What to do:
Below are records; reproduce exactly the lines from the one containing "Identify each instance of the blurred" through the end, both included, and only those.

— START OF Dataset records —

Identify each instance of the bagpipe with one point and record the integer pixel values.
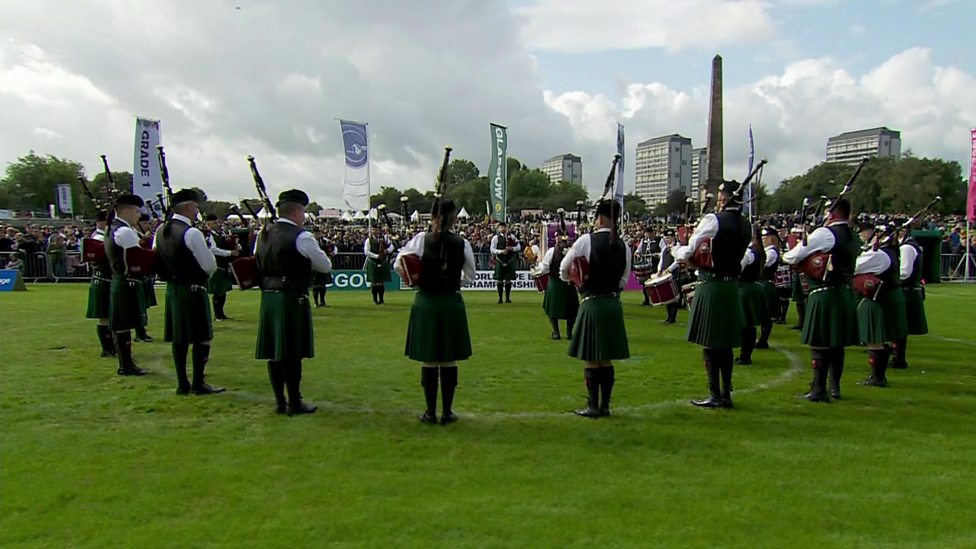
(867, 284)
(245, 269)
(818, 264)
(579, 271)
(411, 268)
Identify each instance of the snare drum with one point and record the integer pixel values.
(662, 290)
(783, 277)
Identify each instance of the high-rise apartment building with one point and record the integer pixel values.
(565, 167)
(663, 165)
(849, 147)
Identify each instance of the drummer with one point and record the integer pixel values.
(561, 300)
(667, 264)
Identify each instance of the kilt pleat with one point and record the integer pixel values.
(284, 327)
(378, 272)
(127, 304)
(99, 292)
(915, 311)
(716, 316)
(599, 333)
(831, 318)
(754, 307)
(187, 316)
(438, 328)
(220, 282)
(871, 322)
(560, 301)
(896, 322)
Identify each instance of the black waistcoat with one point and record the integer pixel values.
(181, 266)
(442, 266)
(282, 266)
(608, 260)
(729, 244)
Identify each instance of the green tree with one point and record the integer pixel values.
(31, 182)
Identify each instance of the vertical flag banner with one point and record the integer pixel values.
(355, 189)
(146, 181)
(618, 192)
(747, 193)
(498, 172)
(971, 201)
(64, 199)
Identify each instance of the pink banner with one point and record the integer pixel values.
(971, 203)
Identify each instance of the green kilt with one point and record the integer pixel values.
(505, 270)
(284, 326)
(221, 281)
(716, 314)
(896, 323)
(188, 317)
(149, 285)
(378, 273)
(831, 319)
(771, 296)
(871, 322)
(99, 291)
(599, 333)
(560, 302)
(127, 304)
(754, 306)
(438, 328)
(915, 311)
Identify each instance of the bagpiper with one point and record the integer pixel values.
(437, 332)
(189, 265)
(287, 254)
(830, 320)
(716, 316)
(599, 334)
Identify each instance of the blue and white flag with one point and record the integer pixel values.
(747, 193)
(355, 190)
(618, 191)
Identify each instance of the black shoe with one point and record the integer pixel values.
(592, 413)
(206, 389)
(301, 408)
(710, 401)
(131, 370)
(872, 381)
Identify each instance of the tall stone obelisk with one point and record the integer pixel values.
(714, 160)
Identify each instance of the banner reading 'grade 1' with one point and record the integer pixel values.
(146, 181)
(498, 172)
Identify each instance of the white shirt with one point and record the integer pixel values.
(494, 242)
(872, 262)
(772, 255)
(707, 228)
(415, 246)
(371, 255)
(126, 237)
(581, 248)
(820, 240)
(196, 243)
(908, 255)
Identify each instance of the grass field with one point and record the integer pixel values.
(93, 459)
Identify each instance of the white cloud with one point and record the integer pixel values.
(602, 25)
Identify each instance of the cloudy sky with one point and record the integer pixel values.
(270, 77)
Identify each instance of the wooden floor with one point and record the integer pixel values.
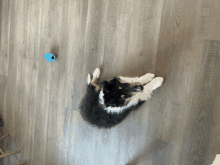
(176, 39)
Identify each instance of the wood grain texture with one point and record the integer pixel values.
(176, 39)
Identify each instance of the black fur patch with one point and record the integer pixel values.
(94, 113)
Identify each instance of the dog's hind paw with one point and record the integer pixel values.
(146, 78)
(157, 82)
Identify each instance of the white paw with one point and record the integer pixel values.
(88, 79)
(146, 78)
(157, 82)
(96, 73)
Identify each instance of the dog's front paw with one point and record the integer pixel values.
(146, 78)
(157, 82)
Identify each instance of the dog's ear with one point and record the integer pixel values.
(88, 79)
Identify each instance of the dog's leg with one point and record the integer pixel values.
(148, 89)
(143, 79)
(96, 74)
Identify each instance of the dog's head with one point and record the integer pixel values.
(118, 94)
(113, 93)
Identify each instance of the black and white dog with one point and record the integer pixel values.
(106, 104)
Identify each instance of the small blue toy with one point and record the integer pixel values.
(50, 57)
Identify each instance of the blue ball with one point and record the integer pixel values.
(50, 57)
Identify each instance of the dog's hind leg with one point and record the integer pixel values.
(148, 89)
(143, 79)
(95, 76)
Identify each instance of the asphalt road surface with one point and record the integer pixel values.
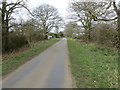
(50, 69)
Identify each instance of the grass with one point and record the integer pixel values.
(12, 62)
(93, 66)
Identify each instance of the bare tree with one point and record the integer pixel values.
(48, 17)
(81, 15)
(7, 10)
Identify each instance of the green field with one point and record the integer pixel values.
(12, 62)
(93, 66)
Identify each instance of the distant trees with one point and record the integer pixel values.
(96, 18)
(72, 29)
(48, 17)
(18, 34)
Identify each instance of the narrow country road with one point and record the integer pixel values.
(47, 70)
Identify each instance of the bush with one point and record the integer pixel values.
(104, 34)
(15, 41)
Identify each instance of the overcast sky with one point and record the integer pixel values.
(61, 5)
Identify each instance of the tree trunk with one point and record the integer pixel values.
(5, 22)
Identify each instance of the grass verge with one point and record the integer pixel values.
(93, 66)
(12, 62)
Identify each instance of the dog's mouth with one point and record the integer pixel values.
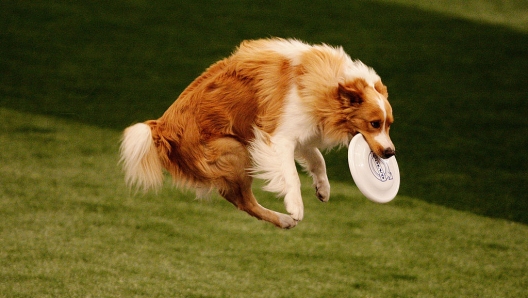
(384, 153)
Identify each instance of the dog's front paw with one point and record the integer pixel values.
(294, 206)
(322, 191)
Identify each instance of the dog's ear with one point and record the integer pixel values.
(349, 95)
(382, 89)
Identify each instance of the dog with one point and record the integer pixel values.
(253, 115)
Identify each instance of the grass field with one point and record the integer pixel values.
(74, 74)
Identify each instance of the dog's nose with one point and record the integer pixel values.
(388, 152)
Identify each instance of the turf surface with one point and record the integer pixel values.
(69, 228)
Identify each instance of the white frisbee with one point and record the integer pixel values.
(378, 179)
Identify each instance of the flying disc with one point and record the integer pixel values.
(377, 178)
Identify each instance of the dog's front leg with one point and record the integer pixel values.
(313, 162)
(290, 178)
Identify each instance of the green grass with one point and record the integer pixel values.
(458, 88)
(74, 74)
(70, 228)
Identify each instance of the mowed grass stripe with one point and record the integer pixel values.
(69, 227)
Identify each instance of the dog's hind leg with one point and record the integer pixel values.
(241, 195)
(231, 164)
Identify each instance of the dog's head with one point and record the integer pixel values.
(368, 112)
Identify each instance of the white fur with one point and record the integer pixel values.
(274, 156)
(140, 158)
(291, 49)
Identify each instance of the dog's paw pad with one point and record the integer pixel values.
(286, 221)
(322, 193)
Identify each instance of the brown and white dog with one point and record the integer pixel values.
(253, 114)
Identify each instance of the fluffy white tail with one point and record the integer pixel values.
(139, 157)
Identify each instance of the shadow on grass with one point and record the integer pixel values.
(458, 88)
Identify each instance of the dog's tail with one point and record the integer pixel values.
(139, 158)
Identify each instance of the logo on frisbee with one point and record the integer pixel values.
(379, 168)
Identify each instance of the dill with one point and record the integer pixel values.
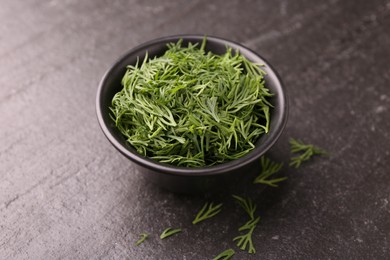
(306, 152)
(245, 241)
(208, 211)
(143, 237)
(225, 255)
(169, 232)
(193, 108)
(268, 168)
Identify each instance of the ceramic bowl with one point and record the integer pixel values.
(184, 179)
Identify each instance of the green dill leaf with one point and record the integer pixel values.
(245, 241)
(269, 168)
(247, 205)
(169, 232)
(193, 108)
(143, 237)
(306, 151)
(225, 255)
(208, 210)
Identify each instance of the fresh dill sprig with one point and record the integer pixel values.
(245, 241)
(193, 108)
(268, 168)
(208, 210)
(143, 237)
(225, 255)
(247, 205)
(169, 232)
(306, 152)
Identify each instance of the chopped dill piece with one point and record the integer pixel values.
(143, 237)
(225, 255)
(245, 241)
(169, 232)
(193, 108)
(306, 152)
(208, 211)
(268, 168)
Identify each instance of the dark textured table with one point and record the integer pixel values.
(66, 193)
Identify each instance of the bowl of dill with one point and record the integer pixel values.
(193, 113)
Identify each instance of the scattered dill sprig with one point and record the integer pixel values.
(225, 255)
(269, 168)
(245, 241)
(143, 237)
(207, 211)
(306, 152)
(193, 108)
(169, 232)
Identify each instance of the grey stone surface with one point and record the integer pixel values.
(65, 193)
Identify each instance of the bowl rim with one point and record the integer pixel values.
(226, 167)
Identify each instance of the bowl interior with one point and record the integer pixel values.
(111, 84)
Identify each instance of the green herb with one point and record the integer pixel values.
(207, 211)
(245, 241)
(169, 232)
(225, 255)
(247, 205)
(143, 237)
(269, 168)
(306, 152)
(193, 108)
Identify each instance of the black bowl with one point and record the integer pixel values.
(184, 179)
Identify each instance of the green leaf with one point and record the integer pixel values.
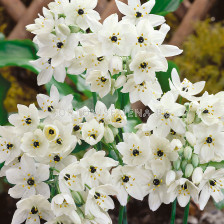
(163, 7)
(64, 89)
(20, 53)
(17, 53)
(2, 36)
(4, 87)
(81, 85)
(132, 121)
(163, 77)
(217, 165)
(219, 205)
(81, 147)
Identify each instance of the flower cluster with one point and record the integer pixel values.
(169, 157)
(116, 53)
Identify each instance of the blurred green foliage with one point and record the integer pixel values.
(203, 57)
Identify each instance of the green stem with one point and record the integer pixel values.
(173, 213)
(186, 212)
(125, 220)
(121, 214)
(94, 99)
(98, 145)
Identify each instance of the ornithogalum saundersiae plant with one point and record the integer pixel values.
(169, 158)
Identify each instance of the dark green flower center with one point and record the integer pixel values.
(166, 115)
(135, 152)
(92, 169)
(28, 120)
(80, 12)
(30, 181)
(156, 182)
(125, 179)
(209, 140)
(60, 45)
(141, 39)
(138, 14)
(114, 39)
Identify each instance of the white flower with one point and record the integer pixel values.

— END OF Dataset records —

Solution:
Identify each instance of the blurred green foliage with one point and record the integer pixel values.
(203, 57)
Identify each instance of the green stem with one point and record the integer pixel values.
(173, 213)
(186, 212)
(125, 220)
(121, 214)
(94, 99)
(98, 145)
Identify each instance of the ornithogalum saundersiae plant with one point and record the integer pixel values.
(169, 158)
Identify each instance of the dark green flower center with one point and record the integer pixel values.
(166, 115)
(135, 152)
(92, 169)
(28, 120)
(80, 12)
(30, 181)
(156, 182)
(125, 179)
(209, 140)
(60, 45)
(141, 39)
(138, 14)
(114, 39)
Identify each instance of the white flower with one point and record the integer pixel values.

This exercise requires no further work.